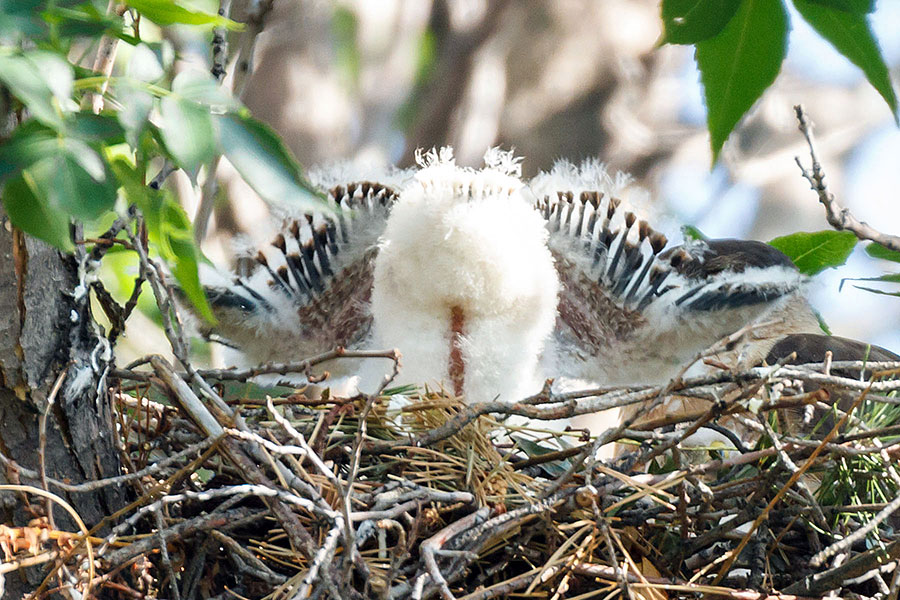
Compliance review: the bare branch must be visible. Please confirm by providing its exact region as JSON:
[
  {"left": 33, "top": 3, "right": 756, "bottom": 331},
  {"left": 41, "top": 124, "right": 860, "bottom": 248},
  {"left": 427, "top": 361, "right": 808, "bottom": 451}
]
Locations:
[{"left": 794, "top": 104, "right": 900, "bottom": 252}]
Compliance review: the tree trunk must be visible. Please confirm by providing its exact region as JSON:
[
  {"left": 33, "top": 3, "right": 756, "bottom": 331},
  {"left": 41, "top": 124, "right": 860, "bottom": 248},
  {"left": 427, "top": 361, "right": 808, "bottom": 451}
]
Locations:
[{"left": 0, "top": 209, "right": 126, "bottom": 598}]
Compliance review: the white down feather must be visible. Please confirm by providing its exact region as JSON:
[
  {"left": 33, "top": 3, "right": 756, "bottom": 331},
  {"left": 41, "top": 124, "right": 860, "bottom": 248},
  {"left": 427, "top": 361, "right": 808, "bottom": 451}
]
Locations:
[{"left": 372, "top": 149, "right": 559, "bottom": 402}]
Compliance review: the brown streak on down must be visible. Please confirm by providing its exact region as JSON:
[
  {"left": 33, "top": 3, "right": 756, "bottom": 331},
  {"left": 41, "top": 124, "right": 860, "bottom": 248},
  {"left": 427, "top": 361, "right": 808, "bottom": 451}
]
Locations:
[{"left": 448, "top": 306, "right": 466, "bottom": 396}]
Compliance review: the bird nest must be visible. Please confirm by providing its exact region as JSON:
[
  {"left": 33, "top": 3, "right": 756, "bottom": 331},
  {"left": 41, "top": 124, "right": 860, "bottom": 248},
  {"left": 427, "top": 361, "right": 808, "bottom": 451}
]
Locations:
[{"left": 7, "top": 351, "right": 900, "bottom": 600}]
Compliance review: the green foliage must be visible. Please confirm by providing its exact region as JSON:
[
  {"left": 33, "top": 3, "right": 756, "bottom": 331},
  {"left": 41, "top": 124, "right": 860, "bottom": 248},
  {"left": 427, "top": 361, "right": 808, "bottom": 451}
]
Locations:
[
  {"left": 662, "top": 0, "right": 740, "bottom": 44},
  {"left": 793, "top": 0, "right": 897, "bottom": 120},
  {"left": 866, "top": 242, "right": 900, "bottom": 262},
  {"left": 661, "top": 0, "right": 898, "bottom": 162},
  {"left": 0, "top": 0, "right": 332, "bottom": 320},
  {"left": 769, "top": 229, "right": 857, "bottom": 275},
  {"left": 125, "top": 0, "right": 241, "bottom": 29},
  {"left": 331, "top": 6, "right": 362, "bottom": 86},
  {"left": 217, "top": 114, "right": 334, "bottom": 212}
]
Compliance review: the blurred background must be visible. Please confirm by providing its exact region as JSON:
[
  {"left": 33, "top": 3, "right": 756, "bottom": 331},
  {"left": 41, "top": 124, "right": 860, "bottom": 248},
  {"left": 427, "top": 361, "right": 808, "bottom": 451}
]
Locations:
[{"left": 130, "top": 0, "right": 900, "bottom": 360}]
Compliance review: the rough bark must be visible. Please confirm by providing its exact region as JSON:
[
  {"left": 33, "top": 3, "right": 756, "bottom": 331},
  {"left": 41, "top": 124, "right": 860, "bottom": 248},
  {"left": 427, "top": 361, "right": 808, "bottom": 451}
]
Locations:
[{"left": 0, "top": 209, "right": 125, "bottom": 598}]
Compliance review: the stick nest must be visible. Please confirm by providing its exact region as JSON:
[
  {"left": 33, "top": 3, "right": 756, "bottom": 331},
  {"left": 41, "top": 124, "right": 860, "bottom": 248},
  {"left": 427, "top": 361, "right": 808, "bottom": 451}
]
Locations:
[{"left": 12, "top": 351, "right": 900, "bottom": 600}]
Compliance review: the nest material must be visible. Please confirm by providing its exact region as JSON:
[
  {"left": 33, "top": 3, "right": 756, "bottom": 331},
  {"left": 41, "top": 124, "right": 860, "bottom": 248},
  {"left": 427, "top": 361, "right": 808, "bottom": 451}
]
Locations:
[{"left": 0, "top": 353, "right": 900, "bottom": 600}]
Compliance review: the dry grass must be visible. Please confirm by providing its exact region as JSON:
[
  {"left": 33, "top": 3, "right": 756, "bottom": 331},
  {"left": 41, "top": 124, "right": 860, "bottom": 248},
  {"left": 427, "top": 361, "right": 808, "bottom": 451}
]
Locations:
[{"left": 3, "top": 353, "right": 900, "bottom": 600}]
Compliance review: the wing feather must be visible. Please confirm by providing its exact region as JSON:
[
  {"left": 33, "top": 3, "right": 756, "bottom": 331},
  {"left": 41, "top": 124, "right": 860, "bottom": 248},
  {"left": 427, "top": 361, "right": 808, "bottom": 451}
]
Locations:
[
  {"left": 535, "top": 183, "right": 804, "bottom": 380},
  {"left": 207, "top": 181, "right": 397, "bottom": 361}
]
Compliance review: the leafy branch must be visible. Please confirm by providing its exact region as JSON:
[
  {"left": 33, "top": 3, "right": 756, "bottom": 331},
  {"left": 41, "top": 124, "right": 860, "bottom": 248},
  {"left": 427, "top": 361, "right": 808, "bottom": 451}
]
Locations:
[{"left": 661, "top": 0, "right": 898, "bottom": 162}]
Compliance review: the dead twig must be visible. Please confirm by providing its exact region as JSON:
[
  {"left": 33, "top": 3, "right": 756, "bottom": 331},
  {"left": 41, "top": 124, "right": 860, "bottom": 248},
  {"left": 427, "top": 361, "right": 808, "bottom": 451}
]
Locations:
[{"left": 794, "top": 104, "right": 900, "bottom": 252}]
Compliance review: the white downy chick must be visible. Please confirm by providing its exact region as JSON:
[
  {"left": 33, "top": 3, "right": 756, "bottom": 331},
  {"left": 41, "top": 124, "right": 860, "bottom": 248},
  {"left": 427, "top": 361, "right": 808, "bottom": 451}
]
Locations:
[{"left": 371, "top": 148, "right": 559, "bottom": 402}]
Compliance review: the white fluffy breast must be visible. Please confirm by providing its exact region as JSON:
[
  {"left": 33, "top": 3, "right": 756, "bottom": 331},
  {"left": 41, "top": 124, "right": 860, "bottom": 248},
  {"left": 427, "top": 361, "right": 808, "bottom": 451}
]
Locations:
[{"left": 372, "top": 151, "right": 559, "bottom": 402}]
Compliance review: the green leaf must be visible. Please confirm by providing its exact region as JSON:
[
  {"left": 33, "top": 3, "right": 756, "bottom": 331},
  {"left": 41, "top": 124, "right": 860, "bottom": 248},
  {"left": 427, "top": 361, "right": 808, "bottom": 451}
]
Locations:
..............................
Exercise description: Copy out every line of the records above that contains the string "branch".

Written reply:
Compliance review: the bare branch must be visible. Please confirm by providing its exact region as JSON:
Compliance review: the leafy branch must be visible. Please confirm by providing its exact region as JSON:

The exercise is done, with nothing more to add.